*EXERCISE GOAL*:
Please write out all of the entries exactly as they appear.

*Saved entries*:

# # # #

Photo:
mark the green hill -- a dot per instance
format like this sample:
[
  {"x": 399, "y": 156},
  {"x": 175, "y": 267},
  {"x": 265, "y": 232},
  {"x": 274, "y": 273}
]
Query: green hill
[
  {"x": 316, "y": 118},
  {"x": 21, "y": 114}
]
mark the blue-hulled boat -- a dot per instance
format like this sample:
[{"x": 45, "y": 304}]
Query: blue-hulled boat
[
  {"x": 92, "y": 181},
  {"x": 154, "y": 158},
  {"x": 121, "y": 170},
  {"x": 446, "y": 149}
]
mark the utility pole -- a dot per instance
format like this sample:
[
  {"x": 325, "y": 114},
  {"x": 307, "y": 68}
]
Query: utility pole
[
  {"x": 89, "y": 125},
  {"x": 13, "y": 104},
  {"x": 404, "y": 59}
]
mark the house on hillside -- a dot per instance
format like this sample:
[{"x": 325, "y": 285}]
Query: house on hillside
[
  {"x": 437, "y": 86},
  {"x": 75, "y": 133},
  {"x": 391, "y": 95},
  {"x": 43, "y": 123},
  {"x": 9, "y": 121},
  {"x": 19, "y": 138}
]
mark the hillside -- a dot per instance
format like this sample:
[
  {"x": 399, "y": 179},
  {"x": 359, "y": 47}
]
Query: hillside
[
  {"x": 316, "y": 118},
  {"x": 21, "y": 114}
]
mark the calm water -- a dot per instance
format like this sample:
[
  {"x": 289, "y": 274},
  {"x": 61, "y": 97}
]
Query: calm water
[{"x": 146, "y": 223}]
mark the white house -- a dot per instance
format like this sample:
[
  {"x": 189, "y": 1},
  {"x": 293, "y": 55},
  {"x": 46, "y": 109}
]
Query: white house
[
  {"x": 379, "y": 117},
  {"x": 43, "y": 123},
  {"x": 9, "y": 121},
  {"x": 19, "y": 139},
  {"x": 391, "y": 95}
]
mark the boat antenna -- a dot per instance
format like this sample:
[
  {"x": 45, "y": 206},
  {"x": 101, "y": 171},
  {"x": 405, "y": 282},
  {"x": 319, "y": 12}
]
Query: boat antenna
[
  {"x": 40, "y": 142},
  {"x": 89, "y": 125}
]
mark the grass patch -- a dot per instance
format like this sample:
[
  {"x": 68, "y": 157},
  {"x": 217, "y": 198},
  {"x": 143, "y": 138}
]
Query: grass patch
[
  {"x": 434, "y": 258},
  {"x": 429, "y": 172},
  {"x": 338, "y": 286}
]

# # # #

*WRITTEN SOLUTION*:
Photo:
mark the green hill -- a dot per instance
format like this sample:
[
  {"x": 399, "y": 156},
  {"x": 175, "y": 267},
  {"x": 265, "y": 232},
  {"x": 274, "y": 273}
]
Query: green hill
[
  {"x": 316, "y": 118},
  {"x": 21, "y": 114}
]
mark the blue-hulled boat -- a dot per instance
format like this sample:
[{"x": 45, "y": 304}]
Query: blue-hulled boat
[
  {"x": 92, "y": 181},
  {"x": 154, "y": 158},
  {"x": 121, "y": 170},
  {"x": 446, "y": 149}
]
mark the utility pole -- a dot per instance
format like this sample:
[
  {"x": 325, "y": 114},
  {"x": 307, "y": 68}
]
Query: utility pole
[
  {"x": 89, "y": 125},
  {"x": 13, "y": 104},
  {"x": 404, "y": 59}
]
mark the house on hillside -- a dot per instance
format like this sample:
[{"x": 325, "y": 285}]
Query: house on hillside
[
  {"x": 437, "y": 86},
  {"x": 75, "y": 133},
  {"x": 391, "y": 95},
  {"x": 43, "y": 123},
  {"x": 9, "y": 121},
  {"x": 19, "y": 138}
]
mark the hillside -- a dot per instance
format like this sample:
[
  {"x": 399, "y": 179},
  {"x": 359, "y": 47}
]
Query: hillside
[
  {"x": 316, "y": 118},
  {"x": 21, "y": 114}
]
mark the calm water -- a dot per instance
format like this sample:
[
  {"x": 289, "y": 274},
  {"x": 61, "y": 97}
]
Query: calm water
[{"x": 146, "y": 223}]
mark the white house -- a dot per instance
format like this sample:
[
  {"x": 189, "y": 1},
  {"x": 293, "y": 55},
  {"x": 46, "y": 109}
]
Query: white house
[
  {"x": 379, "y": 117},
  {"x": 43, "y": 123},
  {"x": 9, "y": 121},
  {"x": 19, "y": 139},
  {"x": 391, "y": 95}
]
mark the boat antenna -- a dot per instance
format like this sample:
[
  {"x": 45, "y": 206},
  {"x": 101, "y": 171},
  {"x": 405, "y": 282},
  {"x": 319, "y": 12}
]
Query: boat antenna
[
  {"x": 40, "y": 142},
  {"x": 89, "y": 125}
]
mark the grass patch -- a dot per instance
format like this sample:
[
  {"x": 68, "y": 157},
  {"x": 217, "y": 198},
  {"x": 143, "y": 138}
]
Query: grass patch
[
  {"x": 434, "y": 258},
  {"x": 429, "y": 172},
  {"x": 338, "y": 286}
]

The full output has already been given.